▶ **Objective**: Your task is to reproduce exactly the lines from the line with "Q: Locate the gold" through the end of the records below.

▶ **Exercise inputs**:
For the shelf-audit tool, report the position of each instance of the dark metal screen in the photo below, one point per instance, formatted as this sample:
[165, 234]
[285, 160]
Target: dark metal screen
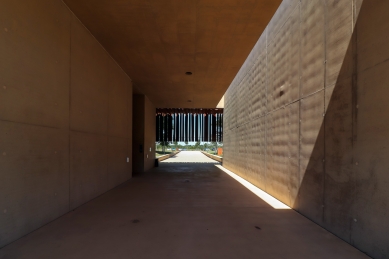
[189, 125]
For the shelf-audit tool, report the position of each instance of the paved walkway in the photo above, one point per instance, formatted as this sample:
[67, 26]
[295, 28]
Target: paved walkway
[189, 157]
[180, 211]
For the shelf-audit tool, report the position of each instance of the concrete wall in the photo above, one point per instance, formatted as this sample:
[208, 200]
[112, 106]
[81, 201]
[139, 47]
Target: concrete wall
[144, 134]
[306, 118]
[149, 154]
[65, 116]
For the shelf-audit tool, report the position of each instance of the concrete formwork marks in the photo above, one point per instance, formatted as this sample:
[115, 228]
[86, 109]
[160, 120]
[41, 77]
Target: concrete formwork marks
[318, 108]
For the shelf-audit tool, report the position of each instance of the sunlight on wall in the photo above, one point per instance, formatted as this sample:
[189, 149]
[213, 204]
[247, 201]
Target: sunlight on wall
[261, 194]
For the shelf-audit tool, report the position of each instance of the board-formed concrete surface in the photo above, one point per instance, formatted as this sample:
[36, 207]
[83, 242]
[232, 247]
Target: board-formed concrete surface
[306, 118]
[189, 157]
[180, 210]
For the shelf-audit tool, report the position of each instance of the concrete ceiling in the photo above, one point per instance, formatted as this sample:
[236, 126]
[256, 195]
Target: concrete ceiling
[156, 42]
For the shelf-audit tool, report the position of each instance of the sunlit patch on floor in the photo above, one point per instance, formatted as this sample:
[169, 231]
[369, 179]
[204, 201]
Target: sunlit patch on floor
[261, 194]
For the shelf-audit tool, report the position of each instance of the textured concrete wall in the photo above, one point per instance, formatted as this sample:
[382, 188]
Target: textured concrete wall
[65, 116]
[144, 134]
[306, 117]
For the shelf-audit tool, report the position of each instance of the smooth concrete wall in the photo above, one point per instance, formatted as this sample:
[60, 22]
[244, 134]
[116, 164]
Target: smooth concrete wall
[65, 116]
[149, 154]
[306, 119]
[144, 134]
[138, 134]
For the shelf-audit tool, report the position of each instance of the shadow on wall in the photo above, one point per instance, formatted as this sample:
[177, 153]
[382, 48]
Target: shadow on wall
[343, 164]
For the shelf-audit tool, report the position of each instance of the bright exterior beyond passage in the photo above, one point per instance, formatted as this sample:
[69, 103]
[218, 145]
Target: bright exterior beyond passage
[189, 157]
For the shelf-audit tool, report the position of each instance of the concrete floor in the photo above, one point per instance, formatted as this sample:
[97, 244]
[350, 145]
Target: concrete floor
[180, 210]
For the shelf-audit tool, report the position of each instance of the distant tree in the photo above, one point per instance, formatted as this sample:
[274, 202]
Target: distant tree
[164, 145]
[197, 145]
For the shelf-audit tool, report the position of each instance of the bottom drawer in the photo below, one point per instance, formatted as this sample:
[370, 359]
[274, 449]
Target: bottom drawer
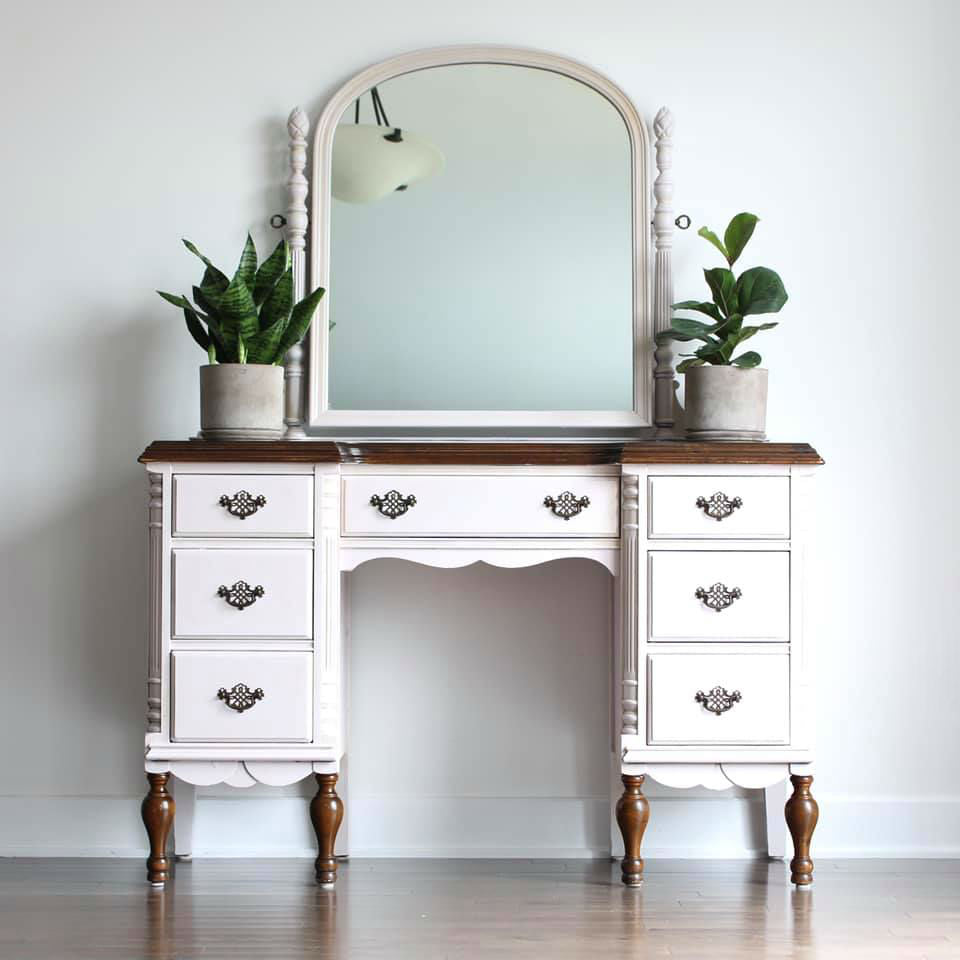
[727, 698]
[241, 696]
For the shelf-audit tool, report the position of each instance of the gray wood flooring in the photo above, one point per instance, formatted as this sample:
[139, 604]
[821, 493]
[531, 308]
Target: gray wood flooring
[396, 909]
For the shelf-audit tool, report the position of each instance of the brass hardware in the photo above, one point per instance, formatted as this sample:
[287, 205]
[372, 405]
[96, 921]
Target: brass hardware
[242, 504]
[718, 700]
[718, 597]
[566, 505]
[719, 505]
[239, 697]
[241, 594]
[393, 504]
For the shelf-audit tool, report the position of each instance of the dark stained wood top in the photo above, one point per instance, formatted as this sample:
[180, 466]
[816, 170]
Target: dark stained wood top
[718, 452]
[482, 453]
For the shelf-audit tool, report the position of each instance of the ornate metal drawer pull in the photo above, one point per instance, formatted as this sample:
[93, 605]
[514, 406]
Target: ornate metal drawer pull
[242, 504]
[718, 597]
[241, 594]
[239, 697]
[393, 504]
[566, 505]
[719, 505]
[718, 700]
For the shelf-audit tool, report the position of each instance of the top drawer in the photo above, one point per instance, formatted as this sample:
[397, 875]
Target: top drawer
[242, 505]
[719, 508]
[420, 505]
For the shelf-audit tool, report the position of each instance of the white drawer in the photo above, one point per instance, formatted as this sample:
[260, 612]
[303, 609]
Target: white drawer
[719, 508]
[751, 691]
[480, 506]
[282, 607]
[745, 595]
[210, 704]
[242, 505]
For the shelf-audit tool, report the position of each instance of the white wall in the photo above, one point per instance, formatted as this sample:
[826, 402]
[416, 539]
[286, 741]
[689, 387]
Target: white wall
[127, 126]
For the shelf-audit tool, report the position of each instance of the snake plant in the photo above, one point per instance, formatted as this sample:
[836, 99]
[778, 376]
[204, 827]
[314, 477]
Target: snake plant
[758, 290]
[250, 318]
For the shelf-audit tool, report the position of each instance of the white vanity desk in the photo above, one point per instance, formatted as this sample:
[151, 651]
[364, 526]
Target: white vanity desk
[249, 540]
[248, 543]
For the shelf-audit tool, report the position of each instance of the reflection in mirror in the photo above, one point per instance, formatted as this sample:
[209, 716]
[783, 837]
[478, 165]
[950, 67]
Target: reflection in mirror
[481, 248]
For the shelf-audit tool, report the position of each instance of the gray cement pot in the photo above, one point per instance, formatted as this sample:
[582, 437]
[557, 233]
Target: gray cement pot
[241, 401]
[726, 403]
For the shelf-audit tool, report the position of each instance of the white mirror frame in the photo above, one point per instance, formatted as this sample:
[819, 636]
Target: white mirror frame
[652, 406]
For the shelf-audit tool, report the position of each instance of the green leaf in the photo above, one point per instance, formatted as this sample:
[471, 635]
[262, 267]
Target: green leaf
[214, 282]
[176, 300]
[710, 309]
[760, 290]
[300, 321]
[247, 268]
[730, 327]
[279, 302]
[708, 234]
[739, 231]
[215, 275]
[723, 286]
[238, 314]
[708, 350]
[269, 273]
[196, 329]
[694, 328]
[263, 347]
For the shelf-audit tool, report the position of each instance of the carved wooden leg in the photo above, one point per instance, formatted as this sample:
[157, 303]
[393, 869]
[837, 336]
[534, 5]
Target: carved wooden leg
[801, 812]
[633, 812]
[326, 812]
[157, 811]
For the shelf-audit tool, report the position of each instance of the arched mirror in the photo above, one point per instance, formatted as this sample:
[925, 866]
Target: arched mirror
[479, 218]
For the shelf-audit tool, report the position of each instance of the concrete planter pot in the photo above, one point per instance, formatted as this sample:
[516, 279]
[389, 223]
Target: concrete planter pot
[726, 403]
[241, 401]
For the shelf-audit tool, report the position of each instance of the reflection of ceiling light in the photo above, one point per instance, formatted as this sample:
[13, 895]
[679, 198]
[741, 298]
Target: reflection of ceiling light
[370, 162]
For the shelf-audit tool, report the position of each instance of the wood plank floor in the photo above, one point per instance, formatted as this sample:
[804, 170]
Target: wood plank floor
[424, 909]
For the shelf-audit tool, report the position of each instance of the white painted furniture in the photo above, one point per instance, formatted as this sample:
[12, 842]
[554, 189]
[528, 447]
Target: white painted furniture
[249, 543]
[247, 657]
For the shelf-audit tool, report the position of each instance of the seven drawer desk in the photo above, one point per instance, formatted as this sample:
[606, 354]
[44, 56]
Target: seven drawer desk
[248, 542]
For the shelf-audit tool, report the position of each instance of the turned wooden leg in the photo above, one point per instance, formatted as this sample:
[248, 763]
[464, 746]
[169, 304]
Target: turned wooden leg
[157, 811]
[801, 812]
[326, 812]
[633, 812]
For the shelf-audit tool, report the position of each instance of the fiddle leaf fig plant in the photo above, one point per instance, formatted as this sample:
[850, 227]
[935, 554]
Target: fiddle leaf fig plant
[758, 290]
[251, 317]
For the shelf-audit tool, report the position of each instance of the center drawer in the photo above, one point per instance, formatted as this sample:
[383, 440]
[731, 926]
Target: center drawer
[245, 592]
[719, 595]
[241, 696]
[418, 505]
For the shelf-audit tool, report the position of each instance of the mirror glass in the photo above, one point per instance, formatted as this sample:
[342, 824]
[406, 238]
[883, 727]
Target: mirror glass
[480, 245]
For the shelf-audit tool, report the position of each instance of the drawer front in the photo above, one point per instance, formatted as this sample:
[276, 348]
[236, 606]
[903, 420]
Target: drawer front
[480, 506]
[210, 702]
[719, 595]
[237, 505]
[210, 599]
[718, 508]
[726, 698]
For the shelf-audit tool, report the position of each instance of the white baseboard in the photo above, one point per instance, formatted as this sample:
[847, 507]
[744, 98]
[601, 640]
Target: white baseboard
[691, 827]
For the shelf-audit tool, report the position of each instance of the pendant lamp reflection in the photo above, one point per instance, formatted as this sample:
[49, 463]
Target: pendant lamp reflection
[372, 161]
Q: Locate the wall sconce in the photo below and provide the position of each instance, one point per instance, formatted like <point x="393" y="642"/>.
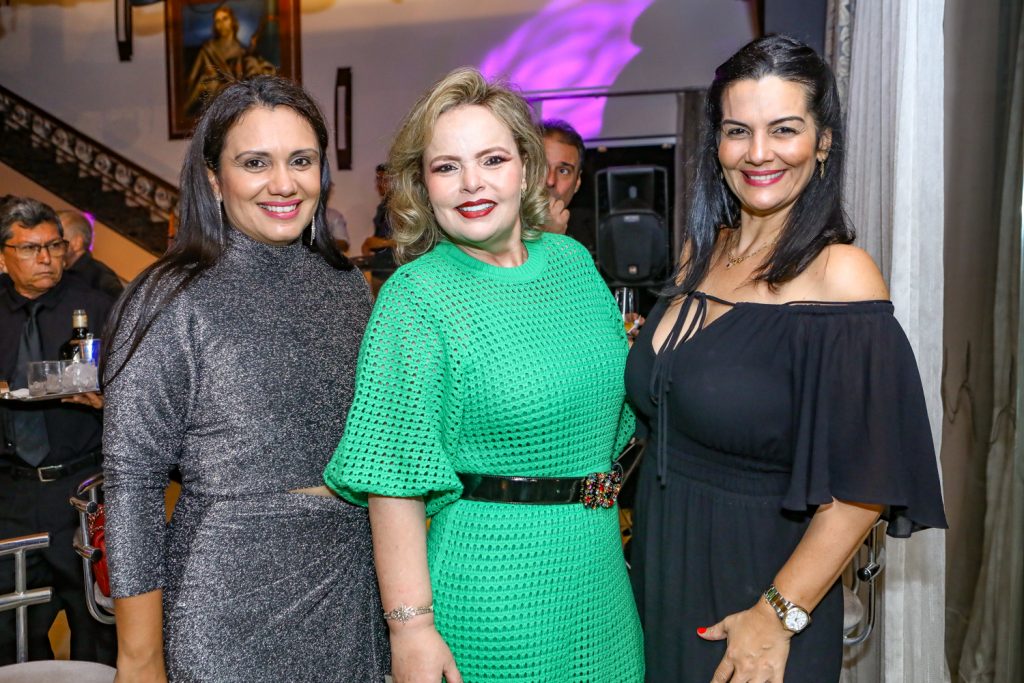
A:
<point x="343" y="118"/>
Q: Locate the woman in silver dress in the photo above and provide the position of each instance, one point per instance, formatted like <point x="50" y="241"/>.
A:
<point x="232" y="358"/>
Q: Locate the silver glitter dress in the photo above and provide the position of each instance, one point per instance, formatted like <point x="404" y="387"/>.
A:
<point x="244" y="382"/>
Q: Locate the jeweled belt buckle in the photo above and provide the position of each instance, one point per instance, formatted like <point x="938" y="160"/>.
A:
<point x="600" y="489"/>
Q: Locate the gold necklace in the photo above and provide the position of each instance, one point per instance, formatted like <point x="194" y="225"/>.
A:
<point x="733" y="259"/>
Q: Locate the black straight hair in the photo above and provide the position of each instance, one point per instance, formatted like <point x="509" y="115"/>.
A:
<point x="816" y="218"/>
<point x="203" y="229"/>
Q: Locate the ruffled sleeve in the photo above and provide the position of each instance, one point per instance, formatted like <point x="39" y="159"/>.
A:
<point x="148" y="398"/>
<point x="403" y="422"/>
<point x="861" y="430"/>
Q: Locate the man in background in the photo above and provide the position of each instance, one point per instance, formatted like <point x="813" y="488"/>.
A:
<point x="379" y="247"/>
<point x="78" y="232"/>
<point x="564" y="151"/>
<point x="48" y="446"/>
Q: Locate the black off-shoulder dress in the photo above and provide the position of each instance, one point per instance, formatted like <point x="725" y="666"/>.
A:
<point x="756" y="419"/>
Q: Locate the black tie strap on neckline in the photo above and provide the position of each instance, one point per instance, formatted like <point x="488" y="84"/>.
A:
<point x="660" y="380"/>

▶ **The response**:
Q: Locate the gold necklace in the photo above and provide the position of each instance, one point per instance, formatted like <point x="194" y="225"/>.
A:
<point x="733" y="259"/>
Q: Locate the black straight hair in the photo above and provide the position of each instance, one point per instance, formatted like <point x="509" y="115"/>.
A:
<point x="816" y="218"/>
<point x="203" y="229"/>
Q: Locate the ruffled sleeve in the photo above and provide the position of each instance, one point per instance, formatted like <point x="39" y="159"/>.
A:
<point x="148" y="398"/>
<point x="403" y="422"/>
<point x="861" y="430"/>
Q: Locate the man in background in the photo above and provide the position of each instance, one point per instance, formatted like <point x="813" y="488"/>.
A:
<point x="379" y="247"/>
<point x="78" y="232"/>
<point x="564" y="151"/>
<point x="48" y="446"/>
Q: Locate the black off-shoulder dress in the photo above and provide the position of each instance, one point per instance, formatted like <point x="725" y="666"/>.
A:
<point x="756" y="419"/>
Q: Locate the black tie strap on neckline in the photo above and provide the position of each instance, one point per instance, formatted like <point x="488" y="84"/>.
A:
<point x="660" y="380"/>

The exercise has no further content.